* **Условие задачи**: Перепишите материал от строки с «bicycle crank arm» до строки с «[[329, 274, 369, 287]]» включительно, вместе с запросами. Каждую координату рамок в ответах умножьте на 1,45 и округлите до целого, половины вверх; числа в запросах оставьте как есть.
━━ Фрагменты материала ━━
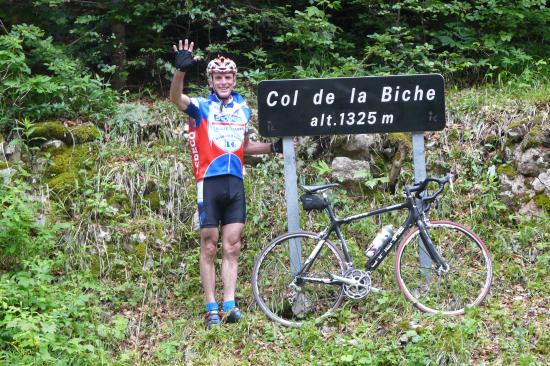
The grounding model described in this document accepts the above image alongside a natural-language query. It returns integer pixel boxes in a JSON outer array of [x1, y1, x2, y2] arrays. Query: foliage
[[0, 174, 114, 365], [0, 175, 54, 268], [0, 24, 116, 129], [4, 0, 550, 89], [0, 258, 110, 365]]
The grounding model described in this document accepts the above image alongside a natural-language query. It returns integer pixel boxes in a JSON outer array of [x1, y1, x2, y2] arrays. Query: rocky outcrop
[[331, 156, 370, 187]]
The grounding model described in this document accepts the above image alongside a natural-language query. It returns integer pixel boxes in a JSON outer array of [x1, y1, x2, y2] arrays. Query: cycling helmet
[[206, 55, 237, 78]]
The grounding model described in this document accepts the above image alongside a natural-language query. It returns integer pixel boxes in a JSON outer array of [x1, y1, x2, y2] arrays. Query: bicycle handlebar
[[404, 173, 453, 202]]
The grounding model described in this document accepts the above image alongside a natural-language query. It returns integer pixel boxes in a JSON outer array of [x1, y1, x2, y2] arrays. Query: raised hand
[[173, 39, 198, 72]]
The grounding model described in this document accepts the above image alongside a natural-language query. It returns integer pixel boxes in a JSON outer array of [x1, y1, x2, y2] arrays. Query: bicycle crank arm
[[329, 274, 369, 287]]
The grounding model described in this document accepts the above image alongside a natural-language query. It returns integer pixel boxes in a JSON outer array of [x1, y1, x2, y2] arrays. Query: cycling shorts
[[197, 175, 246, 229]]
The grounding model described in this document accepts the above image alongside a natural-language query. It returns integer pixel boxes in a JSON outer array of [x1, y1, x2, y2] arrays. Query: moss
[[143, 191, 160, 211], [71, 123, 102, 144], [388, 132, 412, 150], [447, 128, 460, 142], [45, 144, 97, 177], [134, 242, 147, 266], [47, 171, 80, 194], [497, 164, 518, 179], [30, 121, 73, 145], [534, 193, 550, 213], [107, 192, 131, 216], [90, 255, 101, 278], [521, 127, 544, 151], [507, 118, 529, 130]]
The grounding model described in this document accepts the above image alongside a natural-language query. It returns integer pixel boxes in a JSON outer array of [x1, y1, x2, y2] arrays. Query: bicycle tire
[[252, 231, 345, 327], [395, 221, 493, 315]]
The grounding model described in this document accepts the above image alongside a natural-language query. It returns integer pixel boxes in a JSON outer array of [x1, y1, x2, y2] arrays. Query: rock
━━━
* **Результат**:
The grounding model described in this document accepts the above image alongside a natural-language query. It returns integer pixel boxes in a JSON outer array of [x1, y1, x2, y2] arrays. Query: bicycle crank arm
[[477, 397, 535, 416]]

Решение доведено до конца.